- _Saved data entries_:
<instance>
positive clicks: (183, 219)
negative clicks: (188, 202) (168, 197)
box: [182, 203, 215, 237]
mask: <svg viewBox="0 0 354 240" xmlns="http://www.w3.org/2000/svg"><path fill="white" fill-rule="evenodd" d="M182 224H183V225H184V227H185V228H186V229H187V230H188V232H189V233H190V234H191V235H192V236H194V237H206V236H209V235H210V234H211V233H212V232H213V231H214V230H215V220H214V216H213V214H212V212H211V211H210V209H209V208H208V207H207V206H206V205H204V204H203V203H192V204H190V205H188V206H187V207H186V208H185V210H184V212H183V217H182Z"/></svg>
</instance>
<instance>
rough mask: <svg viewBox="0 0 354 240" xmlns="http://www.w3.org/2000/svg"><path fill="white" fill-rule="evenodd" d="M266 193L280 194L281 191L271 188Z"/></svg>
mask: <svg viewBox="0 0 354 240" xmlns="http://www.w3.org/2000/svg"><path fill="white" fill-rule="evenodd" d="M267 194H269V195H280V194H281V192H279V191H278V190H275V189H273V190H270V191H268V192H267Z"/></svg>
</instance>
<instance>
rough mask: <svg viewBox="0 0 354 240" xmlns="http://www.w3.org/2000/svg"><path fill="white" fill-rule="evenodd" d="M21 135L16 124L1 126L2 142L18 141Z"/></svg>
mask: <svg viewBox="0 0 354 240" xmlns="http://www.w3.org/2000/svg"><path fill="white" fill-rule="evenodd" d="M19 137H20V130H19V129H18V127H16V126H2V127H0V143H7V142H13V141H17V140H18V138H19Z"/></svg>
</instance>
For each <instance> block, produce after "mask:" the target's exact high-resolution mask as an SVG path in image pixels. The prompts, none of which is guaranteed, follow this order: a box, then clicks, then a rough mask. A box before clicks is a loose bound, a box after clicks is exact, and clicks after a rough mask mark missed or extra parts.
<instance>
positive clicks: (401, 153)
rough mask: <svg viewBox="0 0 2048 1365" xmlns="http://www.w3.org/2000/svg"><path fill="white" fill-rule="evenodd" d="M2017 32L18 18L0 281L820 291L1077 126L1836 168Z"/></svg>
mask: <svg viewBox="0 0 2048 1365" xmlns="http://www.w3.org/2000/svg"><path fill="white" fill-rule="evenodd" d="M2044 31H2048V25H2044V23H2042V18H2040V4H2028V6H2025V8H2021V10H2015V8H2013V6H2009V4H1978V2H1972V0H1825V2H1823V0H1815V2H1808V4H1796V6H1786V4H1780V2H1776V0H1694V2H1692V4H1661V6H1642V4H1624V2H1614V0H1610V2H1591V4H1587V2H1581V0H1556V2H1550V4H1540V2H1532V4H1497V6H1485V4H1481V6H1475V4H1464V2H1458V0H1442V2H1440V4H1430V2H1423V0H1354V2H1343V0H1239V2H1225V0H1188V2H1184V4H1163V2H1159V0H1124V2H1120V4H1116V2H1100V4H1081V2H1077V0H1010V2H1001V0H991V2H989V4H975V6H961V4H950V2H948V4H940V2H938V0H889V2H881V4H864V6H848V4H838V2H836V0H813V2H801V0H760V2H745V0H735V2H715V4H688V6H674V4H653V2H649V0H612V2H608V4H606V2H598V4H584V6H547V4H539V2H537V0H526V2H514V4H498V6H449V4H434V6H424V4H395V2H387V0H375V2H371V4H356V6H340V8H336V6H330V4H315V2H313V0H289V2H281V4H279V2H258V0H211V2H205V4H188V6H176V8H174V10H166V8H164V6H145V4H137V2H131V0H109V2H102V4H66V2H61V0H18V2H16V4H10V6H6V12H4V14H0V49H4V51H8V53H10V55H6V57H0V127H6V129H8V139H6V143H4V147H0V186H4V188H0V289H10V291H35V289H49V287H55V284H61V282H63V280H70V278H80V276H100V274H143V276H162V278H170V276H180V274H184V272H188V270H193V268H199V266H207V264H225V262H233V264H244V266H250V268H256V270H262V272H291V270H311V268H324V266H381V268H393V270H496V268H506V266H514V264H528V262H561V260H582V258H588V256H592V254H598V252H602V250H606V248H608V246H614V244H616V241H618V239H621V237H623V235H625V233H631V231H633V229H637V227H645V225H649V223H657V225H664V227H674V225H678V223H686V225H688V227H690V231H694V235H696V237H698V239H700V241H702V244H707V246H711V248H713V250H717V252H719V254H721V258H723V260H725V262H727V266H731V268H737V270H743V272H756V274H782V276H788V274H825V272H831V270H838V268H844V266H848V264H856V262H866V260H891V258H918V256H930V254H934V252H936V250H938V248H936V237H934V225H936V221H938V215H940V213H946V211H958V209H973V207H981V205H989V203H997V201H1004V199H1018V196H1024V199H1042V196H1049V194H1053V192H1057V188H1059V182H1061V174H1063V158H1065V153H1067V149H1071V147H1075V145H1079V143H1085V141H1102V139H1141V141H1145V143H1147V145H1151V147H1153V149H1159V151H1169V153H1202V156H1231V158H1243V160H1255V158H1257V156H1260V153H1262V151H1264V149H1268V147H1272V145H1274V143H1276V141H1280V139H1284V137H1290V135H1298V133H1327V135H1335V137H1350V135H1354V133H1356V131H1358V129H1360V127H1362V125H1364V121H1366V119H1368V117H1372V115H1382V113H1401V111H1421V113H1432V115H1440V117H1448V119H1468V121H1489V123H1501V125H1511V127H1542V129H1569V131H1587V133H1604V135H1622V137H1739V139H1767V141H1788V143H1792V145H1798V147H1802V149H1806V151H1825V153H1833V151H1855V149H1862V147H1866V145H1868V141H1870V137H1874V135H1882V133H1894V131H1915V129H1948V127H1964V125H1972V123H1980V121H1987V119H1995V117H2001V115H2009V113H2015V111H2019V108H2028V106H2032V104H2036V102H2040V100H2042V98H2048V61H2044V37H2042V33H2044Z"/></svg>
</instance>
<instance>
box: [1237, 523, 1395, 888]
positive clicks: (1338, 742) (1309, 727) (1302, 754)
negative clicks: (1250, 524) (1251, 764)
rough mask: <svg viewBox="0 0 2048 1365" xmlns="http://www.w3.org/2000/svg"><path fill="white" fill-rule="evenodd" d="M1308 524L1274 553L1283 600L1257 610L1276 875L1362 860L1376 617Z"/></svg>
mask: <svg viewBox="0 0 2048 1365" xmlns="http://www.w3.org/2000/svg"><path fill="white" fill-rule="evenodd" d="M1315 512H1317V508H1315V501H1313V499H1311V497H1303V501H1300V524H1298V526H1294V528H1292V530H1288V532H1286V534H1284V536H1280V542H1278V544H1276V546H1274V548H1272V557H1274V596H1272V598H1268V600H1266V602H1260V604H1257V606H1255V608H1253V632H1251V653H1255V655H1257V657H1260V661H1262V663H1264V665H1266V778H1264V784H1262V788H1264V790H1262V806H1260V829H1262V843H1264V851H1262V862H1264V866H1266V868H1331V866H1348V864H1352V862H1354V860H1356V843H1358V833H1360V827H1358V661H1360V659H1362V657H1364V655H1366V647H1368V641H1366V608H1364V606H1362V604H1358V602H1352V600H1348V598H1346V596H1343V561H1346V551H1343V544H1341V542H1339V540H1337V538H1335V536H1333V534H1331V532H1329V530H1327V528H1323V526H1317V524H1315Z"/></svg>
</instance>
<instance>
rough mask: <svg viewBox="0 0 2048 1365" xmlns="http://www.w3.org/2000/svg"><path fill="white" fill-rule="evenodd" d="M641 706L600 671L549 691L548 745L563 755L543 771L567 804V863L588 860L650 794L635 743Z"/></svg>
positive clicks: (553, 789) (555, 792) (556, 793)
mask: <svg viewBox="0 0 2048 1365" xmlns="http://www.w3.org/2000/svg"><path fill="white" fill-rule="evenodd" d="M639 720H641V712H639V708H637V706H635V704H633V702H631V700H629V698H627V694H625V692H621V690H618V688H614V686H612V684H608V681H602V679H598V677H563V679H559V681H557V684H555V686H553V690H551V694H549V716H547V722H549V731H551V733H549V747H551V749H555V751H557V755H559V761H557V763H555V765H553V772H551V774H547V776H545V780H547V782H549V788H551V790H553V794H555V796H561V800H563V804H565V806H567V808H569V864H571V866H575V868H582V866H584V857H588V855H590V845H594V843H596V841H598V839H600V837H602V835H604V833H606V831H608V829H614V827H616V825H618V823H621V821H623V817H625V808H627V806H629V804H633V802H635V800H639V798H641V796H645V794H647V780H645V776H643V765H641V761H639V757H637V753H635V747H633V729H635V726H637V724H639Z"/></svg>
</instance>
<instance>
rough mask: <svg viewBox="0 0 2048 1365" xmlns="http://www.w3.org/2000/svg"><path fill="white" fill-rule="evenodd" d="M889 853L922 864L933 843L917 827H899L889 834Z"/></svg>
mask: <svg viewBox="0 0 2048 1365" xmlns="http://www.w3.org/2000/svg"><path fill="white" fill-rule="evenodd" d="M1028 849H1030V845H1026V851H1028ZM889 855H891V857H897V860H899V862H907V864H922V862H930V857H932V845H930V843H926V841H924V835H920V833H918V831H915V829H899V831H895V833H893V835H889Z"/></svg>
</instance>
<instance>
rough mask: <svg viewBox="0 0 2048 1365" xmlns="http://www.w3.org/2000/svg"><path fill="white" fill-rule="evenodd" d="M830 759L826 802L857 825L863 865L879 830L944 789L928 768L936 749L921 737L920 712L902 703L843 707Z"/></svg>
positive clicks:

- _Aim of the task_: Where the string "negative" turns up in a line of the data above, copy that whole line.

- _Written solution_:
negative clicks: (188, 202) (168, 197)
negative clicks: (1250, 524) (1251, 764)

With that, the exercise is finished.